[Entries taken from an annotation dataset]
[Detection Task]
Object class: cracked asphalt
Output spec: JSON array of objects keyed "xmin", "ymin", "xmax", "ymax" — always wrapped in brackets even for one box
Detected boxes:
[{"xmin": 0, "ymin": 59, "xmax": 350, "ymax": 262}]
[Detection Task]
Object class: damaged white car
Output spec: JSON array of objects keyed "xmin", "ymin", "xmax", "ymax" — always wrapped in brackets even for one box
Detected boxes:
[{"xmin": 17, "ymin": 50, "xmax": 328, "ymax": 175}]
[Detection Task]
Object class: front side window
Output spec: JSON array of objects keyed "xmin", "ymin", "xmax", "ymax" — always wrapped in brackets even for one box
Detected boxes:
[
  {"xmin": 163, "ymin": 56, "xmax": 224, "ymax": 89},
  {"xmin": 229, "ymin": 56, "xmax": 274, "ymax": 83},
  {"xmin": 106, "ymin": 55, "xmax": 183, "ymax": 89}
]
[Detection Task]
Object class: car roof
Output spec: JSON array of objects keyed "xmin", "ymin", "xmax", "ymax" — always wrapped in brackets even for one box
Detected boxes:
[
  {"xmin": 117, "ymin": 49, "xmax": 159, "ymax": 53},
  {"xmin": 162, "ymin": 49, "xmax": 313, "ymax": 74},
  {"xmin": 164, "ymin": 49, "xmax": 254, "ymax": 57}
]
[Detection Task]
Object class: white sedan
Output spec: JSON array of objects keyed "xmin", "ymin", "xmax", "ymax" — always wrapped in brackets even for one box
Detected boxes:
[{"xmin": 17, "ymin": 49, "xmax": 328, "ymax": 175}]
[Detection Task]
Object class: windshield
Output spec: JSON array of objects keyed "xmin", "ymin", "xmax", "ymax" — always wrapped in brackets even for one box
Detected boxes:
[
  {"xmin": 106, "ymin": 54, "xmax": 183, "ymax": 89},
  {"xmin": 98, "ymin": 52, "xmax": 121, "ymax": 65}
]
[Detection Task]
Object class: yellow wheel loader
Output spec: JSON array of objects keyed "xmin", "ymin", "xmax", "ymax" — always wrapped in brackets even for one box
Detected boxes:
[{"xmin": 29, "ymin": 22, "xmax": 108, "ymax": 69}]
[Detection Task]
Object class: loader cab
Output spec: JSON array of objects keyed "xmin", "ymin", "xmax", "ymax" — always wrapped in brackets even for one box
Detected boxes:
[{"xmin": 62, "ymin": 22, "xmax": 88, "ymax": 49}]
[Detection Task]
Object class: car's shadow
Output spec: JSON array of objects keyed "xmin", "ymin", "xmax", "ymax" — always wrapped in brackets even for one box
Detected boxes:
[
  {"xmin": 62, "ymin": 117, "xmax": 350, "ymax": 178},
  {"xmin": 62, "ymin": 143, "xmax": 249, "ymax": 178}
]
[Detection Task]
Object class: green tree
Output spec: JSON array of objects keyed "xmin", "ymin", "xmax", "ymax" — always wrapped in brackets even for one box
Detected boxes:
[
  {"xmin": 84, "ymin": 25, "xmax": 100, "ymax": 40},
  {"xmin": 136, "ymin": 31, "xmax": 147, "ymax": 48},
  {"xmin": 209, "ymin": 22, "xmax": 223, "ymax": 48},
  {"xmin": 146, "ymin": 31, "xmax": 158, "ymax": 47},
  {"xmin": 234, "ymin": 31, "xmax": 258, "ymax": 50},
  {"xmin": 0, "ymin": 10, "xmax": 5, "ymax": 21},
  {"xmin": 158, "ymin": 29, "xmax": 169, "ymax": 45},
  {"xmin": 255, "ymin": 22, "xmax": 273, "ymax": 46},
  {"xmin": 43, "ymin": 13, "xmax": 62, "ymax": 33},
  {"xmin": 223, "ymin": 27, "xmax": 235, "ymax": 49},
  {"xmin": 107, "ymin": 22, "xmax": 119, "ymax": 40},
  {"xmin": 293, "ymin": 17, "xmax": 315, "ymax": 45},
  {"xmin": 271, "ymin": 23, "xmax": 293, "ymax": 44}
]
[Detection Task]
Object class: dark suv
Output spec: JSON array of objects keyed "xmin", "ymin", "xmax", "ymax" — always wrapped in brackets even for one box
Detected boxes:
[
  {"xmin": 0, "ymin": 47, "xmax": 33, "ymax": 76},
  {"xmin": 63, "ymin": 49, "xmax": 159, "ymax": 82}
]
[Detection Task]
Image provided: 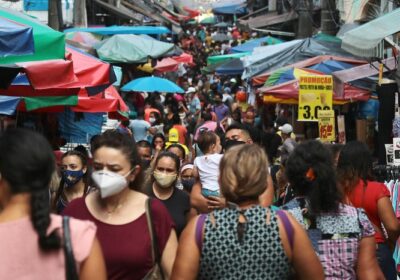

Directions for this task: Pull out each line above that contains the string "white". Letter case must match.

Task solution:
Object class: damaged white car
Object class: white sedan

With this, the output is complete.